### Activity list
1. In the letters to the editor, which two eligible sections agreed to take part in the NORC program?
2. Extend the letters to the editor from where they stop, keeping the same subject and tone.

Another story relating to President Sessoms, and not reported at all in the news media, pertained to the abuse of presidential power displayed during the Computer Science election fiasco of 1997–1998. During the spring of 1997, the Computer Science Department elected Dr. Ted Brown to his fourth consecutive three–year term as chair of their department. But, Dr. Sessoms, in an unprecedented move, refused to "accept the election." This action violated a democratic practice that has existed at CUNY. There resulted resolutions opposing the president’s move by the faculty union, the Academic Senate, the Student Association, and several academic departments. These resolutions led, thankfully, to the president finally relenting in his efforts.
Dr. Ronald I. Rothenberg, member of Mathematics Department and Academic Senate.
To The Editor:
The senior (over 60) population of the Northridge, Southridge and Brulene cooperatives has recently been given a gift. Funding has been made available through the State and City for a NORC (Naturally Occurring Retirement Community) program in these buildings. The main objective of this program is to allow senior citizens to remain at home and in the community in which they have been living with independence and dignity and to prevent, or at least reduce the likelihood, of admission to a hospital or nursing home.
The board presidents and representatives of all the sections of Northridge, Southridge and Brulene met and the program was explained to them. A survey was distributed to the boards, who in turn were to distribute it to the residents to determine the priority of needs for service. All that was asked of these boards was a contribution of $10 per apartment unit per year—a contribution from the Board not the stockholders. Unbeknownst to many of the stockholders, only two (Brulene Cooperative and Northridge Section II) of the eligible sections agreed to participate. The senior population of the remaining cooperatives are missing out on a wonderful program. Under the aegis of Selfhelp Community Services, the NORC program provides services of a full-time social worker on site to help eligible stockholders with a whole range of social work services (home visits, counseling, referrals, help with filling out forms, etc.), a recreational program such as a weekly "chair" exercise program, coffee hour with games, discussions, poetry readings, etc., various health screenings and an arrangement with a private car service for half-price transportation to medical appointments. In the planning stages are trips to museums, concerts, theatre, parks, and other sites of interest.

### Data records
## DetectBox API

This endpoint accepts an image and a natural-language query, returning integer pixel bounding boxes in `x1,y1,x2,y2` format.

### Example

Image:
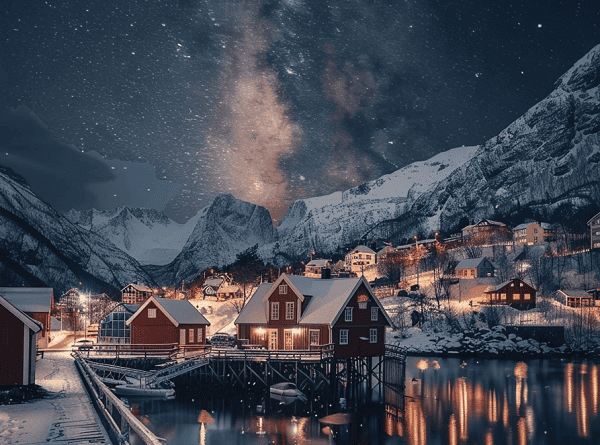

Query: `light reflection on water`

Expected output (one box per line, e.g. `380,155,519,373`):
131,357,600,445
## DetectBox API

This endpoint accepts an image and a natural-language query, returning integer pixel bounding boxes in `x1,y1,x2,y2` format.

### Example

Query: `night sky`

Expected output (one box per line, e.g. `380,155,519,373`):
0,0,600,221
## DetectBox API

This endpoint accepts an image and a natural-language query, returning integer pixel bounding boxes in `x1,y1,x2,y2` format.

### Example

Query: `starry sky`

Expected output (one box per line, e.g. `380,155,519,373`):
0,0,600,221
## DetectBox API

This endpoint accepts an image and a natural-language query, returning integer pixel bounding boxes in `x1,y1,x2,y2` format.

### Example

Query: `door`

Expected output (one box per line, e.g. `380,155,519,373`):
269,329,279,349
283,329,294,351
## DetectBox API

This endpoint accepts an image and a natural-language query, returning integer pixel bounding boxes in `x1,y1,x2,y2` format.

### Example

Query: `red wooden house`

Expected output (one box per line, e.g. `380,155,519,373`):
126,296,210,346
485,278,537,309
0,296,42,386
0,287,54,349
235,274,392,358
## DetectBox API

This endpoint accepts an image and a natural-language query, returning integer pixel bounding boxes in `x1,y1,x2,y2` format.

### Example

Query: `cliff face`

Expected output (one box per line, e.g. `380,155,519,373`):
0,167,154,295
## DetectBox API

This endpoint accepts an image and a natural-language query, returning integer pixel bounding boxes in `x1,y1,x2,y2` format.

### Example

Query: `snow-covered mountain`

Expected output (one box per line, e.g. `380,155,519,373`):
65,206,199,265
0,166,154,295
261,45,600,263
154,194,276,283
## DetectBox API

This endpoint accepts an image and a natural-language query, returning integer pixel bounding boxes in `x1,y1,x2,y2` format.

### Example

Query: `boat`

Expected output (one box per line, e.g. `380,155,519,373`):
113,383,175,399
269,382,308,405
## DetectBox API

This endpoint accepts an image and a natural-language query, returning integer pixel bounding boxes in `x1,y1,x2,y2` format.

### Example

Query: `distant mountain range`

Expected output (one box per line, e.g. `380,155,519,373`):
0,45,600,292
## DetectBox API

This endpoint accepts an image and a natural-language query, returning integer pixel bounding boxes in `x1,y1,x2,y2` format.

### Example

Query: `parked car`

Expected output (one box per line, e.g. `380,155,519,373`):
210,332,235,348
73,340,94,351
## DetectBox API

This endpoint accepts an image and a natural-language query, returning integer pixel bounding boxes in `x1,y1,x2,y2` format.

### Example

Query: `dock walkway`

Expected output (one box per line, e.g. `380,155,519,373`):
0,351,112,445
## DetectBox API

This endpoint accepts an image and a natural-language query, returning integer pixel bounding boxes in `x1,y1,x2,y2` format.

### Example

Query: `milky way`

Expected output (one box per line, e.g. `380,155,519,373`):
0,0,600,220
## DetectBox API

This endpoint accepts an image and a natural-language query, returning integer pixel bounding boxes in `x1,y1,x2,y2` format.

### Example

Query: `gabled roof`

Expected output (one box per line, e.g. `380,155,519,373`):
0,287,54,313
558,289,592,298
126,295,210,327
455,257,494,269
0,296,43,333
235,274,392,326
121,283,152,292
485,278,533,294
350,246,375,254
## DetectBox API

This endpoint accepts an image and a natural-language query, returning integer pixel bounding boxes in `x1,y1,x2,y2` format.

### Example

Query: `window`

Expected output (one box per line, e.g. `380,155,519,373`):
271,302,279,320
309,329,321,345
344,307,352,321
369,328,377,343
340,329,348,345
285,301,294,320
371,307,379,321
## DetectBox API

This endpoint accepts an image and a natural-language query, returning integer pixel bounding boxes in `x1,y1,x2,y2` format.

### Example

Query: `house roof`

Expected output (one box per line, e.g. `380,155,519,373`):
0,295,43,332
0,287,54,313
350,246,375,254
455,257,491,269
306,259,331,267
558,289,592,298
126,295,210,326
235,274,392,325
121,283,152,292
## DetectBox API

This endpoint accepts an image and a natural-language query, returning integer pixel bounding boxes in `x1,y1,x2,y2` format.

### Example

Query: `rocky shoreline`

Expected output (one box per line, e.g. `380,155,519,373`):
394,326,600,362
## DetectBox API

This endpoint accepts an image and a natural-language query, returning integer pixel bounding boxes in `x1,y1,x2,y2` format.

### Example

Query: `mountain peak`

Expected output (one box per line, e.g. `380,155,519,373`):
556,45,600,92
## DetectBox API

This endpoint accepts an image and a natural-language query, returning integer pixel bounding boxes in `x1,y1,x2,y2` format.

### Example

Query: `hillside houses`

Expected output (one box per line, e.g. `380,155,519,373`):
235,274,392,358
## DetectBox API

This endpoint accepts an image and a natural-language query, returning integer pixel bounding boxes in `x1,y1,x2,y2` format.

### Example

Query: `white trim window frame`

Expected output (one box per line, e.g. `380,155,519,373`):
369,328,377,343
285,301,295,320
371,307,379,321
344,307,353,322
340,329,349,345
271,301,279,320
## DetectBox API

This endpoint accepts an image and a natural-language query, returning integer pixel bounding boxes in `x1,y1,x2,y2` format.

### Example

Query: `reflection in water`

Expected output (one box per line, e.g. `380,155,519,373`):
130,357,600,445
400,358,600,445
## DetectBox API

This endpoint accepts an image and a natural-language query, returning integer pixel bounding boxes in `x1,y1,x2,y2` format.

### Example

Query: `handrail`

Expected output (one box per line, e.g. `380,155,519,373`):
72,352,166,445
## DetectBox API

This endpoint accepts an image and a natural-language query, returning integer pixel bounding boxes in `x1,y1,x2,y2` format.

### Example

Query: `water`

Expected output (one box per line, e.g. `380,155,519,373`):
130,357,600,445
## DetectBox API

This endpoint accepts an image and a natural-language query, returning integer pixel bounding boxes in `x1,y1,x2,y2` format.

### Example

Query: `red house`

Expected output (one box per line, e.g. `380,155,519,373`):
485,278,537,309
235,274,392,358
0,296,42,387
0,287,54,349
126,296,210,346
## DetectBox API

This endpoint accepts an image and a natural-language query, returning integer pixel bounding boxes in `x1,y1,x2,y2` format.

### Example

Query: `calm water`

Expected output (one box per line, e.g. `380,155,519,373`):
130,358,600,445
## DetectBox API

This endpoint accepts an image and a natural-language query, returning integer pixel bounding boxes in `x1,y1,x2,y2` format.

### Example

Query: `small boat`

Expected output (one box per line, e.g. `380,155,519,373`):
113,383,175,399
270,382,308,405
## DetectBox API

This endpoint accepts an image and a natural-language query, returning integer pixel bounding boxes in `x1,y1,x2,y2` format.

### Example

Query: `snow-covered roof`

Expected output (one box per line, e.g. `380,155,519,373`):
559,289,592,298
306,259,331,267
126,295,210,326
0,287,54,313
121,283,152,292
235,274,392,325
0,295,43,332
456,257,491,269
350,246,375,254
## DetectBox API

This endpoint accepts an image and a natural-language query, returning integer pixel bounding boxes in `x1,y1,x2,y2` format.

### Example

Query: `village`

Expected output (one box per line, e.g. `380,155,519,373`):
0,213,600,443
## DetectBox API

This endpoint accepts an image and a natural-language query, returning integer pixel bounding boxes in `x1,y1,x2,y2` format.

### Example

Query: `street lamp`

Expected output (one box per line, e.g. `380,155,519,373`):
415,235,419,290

---

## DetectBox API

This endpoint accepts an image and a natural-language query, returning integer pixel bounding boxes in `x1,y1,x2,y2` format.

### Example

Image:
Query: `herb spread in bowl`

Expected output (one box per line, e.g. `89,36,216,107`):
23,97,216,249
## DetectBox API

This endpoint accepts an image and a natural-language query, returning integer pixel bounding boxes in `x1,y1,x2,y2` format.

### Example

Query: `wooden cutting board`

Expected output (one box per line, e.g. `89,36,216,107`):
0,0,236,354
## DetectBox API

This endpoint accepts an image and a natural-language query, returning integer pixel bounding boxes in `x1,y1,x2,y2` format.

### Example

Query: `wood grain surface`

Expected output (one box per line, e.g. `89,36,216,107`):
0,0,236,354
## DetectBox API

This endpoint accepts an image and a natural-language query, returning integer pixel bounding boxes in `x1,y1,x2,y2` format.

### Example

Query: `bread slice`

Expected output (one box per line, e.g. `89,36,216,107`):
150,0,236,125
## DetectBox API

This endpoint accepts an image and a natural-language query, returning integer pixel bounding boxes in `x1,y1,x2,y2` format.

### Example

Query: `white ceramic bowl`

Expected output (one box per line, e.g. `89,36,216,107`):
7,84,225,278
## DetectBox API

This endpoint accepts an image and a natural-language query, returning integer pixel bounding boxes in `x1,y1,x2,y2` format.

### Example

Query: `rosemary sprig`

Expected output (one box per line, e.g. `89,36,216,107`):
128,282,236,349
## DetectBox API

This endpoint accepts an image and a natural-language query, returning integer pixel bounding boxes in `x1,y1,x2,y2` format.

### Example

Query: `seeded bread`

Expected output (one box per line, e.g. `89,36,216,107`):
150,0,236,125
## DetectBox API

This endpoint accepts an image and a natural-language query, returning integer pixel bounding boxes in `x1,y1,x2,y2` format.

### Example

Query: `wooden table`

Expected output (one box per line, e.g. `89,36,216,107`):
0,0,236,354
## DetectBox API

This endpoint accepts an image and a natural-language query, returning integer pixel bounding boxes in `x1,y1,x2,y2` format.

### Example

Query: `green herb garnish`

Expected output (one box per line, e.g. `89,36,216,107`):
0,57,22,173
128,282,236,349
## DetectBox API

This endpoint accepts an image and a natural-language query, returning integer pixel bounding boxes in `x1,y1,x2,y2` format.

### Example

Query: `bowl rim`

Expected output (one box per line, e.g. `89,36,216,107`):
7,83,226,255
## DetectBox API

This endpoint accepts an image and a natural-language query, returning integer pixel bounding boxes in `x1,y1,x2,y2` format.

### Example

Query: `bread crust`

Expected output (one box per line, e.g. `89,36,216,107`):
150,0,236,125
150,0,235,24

==

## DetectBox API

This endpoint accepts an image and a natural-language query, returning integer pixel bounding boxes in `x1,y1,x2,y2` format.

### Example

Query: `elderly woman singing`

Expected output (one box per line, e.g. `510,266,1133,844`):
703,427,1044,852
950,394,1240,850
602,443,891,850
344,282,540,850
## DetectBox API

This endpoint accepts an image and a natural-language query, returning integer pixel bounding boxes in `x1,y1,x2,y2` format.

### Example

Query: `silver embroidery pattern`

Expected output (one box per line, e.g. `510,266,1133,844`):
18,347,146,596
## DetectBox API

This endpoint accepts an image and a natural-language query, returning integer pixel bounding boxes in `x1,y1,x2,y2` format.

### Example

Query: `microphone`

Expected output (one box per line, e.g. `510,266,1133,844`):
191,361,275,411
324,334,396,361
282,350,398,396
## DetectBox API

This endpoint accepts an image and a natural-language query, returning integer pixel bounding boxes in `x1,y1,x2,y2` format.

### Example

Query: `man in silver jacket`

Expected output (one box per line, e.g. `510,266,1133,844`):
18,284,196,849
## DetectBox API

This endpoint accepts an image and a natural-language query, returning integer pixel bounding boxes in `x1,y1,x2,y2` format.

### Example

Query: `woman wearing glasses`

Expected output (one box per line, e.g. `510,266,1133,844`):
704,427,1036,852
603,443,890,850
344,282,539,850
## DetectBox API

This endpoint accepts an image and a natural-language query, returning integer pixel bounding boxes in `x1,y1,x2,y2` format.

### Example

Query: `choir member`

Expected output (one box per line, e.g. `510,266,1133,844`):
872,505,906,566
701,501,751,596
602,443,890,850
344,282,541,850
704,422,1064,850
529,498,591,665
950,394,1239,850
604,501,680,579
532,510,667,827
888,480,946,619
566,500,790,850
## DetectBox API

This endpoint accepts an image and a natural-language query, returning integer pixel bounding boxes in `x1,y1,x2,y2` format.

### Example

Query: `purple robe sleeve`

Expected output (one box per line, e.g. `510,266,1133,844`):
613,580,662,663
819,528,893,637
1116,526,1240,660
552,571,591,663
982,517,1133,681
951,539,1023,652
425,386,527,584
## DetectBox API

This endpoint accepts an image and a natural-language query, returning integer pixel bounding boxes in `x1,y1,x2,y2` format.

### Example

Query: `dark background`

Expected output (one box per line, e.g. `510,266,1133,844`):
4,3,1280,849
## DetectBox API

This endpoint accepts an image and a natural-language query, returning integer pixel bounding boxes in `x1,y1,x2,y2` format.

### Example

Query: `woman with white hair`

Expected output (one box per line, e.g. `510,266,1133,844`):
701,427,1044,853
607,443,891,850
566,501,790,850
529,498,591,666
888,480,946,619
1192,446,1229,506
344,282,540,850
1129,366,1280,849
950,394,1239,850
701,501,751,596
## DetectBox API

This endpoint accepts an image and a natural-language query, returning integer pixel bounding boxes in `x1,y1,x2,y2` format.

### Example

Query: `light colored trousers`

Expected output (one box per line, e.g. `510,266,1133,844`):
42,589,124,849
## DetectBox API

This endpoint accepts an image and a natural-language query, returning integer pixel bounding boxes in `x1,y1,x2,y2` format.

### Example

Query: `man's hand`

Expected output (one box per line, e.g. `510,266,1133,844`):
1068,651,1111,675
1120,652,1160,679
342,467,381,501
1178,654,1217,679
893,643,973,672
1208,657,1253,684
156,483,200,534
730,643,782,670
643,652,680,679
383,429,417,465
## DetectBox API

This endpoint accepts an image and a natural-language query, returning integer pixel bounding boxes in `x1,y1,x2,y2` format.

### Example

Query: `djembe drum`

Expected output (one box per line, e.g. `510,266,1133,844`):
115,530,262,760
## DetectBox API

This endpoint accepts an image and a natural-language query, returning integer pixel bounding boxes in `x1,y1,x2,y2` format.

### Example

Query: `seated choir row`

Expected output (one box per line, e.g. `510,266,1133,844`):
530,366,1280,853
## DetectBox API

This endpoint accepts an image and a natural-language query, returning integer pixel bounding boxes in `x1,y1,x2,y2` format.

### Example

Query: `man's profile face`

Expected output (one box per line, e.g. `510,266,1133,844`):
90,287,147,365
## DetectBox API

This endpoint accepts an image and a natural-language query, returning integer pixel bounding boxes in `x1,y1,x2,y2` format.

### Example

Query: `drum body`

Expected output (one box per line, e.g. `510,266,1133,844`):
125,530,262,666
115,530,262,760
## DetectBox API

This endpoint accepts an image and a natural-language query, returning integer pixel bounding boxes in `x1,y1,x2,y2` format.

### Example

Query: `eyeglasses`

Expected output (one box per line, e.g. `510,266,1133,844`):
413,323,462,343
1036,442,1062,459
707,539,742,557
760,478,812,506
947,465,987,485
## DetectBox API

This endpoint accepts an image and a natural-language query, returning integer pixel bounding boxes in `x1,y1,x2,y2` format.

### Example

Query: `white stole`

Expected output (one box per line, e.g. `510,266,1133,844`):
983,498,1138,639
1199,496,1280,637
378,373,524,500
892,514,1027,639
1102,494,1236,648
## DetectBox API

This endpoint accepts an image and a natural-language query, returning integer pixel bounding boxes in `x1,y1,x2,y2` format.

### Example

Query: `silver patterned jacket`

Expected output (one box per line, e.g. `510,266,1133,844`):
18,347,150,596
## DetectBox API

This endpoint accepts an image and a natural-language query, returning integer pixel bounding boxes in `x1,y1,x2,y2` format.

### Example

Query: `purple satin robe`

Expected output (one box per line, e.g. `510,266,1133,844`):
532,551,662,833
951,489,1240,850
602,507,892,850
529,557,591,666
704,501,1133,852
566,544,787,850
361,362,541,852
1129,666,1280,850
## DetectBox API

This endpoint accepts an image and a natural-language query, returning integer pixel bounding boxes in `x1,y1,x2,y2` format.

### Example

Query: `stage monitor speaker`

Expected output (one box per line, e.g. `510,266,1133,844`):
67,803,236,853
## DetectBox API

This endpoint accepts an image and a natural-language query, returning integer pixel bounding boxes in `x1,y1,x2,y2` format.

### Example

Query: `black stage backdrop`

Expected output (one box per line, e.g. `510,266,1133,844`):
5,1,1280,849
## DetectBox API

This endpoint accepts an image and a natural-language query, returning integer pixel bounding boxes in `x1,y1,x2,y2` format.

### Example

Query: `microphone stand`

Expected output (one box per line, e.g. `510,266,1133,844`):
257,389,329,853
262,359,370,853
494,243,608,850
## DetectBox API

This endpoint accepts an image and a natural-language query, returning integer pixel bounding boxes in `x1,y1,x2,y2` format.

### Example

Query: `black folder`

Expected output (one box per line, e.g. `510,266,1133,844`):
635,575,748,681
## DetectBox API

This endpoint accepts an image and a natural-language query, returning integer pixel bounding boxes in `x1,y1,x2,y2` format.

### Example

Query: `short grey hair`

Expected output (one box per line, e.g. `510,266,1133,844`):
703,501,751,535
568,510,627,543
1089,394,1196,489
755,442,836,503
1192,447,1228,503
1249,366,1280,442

### Answers to the exercises
1. Brulene Cooperative and Northridge Section II agreed to participate.

2.
Everyone will benefit. Services like these not only serve to enable seniors to stay in their homes near their neighbors and friends while growing old safely in the homes they have lived in for decades. By getting services otherwise not easily available, the NORC program can help to change the perspective of building managers by preventing property damage, liability and repair expenses that result from possible neglect by elderly residents, who are "aging in place". From the perspective of government officials, this program can reduce Medicaid and Medicare expenditures by preventing or delaying hospital stays, emergency-room visits and nursing home care. Ultimately, because of the availability of a full range of services, the value of our apartments will increase.
I urge the stockholders of Northridge Sections I, III and all the Southridge Sections to speak to their boards about reversing their decisions not to participate in this wonderful program.